▸ **What to work on**:
• 1. In the NPSAS functions excerpt, what value does datalab_round use to fill missing entries before rounding?
• 2. Translate this sentence from the NPSAS functions excerpt into German: "Zeroes is a true or false value indicating whether or not to include zeroes in averages."
• 3. Write the next part of the NPSAS functions excerpt, picking up after its last line of code.
Document excerpt start
Functions intended for use with the NCES's NPSAS 2015-2016 and 2019-2020 data:

In [17]:
def datalab_round(dataframe):
    '''
    Rounds all values of the data to remove floating points
    '''
    df = dataframe
    df = df.fillna(-1)
    for x in range(len(df.index)):
        for y in range(2, len(df.columns)):
            df.iloc[x, y] = int(round(float(df.iloc[x, y]), 2))
    df = df.replace(-1, np.nan)
    return df

In [18]:
def datalab_bar_graph(dataframe, category, zeroes, title, xlab, ylab):
    '''
    Graphs a category from the NPSAS data.
    Zeroes is a true or false value indicating
    whether or not to include zeroes in averages.
    '''
    df = dataframe
    df = df.replace(-1, np.nan)
Document excerpt end
Dataset extract start
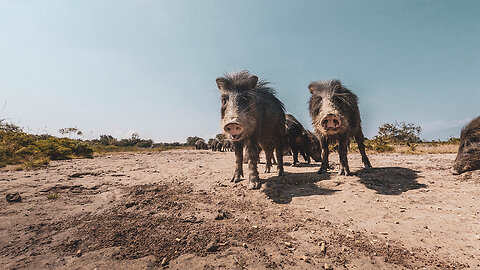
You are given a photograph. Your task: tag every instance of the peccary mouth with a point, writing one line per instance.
(331, 130)
(237, 137)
Dataset extract end
▸ **Task responses**:
• 1. It fills missing entries with -1.

• 2. Zeroes ist ein Wahr-oder-Falsch-Wert, der angibt, ob Nullen in Durchschnittswerte einbezogen werden sollen oder nicht.

• 3.
    df = df.replace(0, np.nan)
    
    df = df[df['Category'] == category]
    if zeroes:
        bars = plt.bar(df['Value'], df['Amount still owed on all undergraduate loans ( Average )'])
    elif not zeroes:
        bars = plt.bar(df['Value'], df['Amount still owed on all undergraduate loans ( Average Without Zeros )'])
    
    color_gradient_bars(bars, '#00538f', '#308389')
    plt.title(title)
    plt.xlabel(xlab)
    plt.ylabel(ylab)
    plt.show
    return bars

In [19]:
def states_merge(df):
    # drop states/territories that aren't part of the 48 contiguous states
    df = df.drop([13, 27, 37, 38, 42, 44, 45])
    # sort state names alphabetically
    df = df.sort_values('NAME')
    df = df.reset_index()

    # drop Hawaii and Alaska
    NPSAS_states = NPSAS.drop([115, 125])
    NPSAS_states = datalab_round(NPSAS_states)
    
    state_debt = NPSAS_states[NPSAS_states['Category'] == 'State of legal residence']
    state_debt = state_debt.reset_index()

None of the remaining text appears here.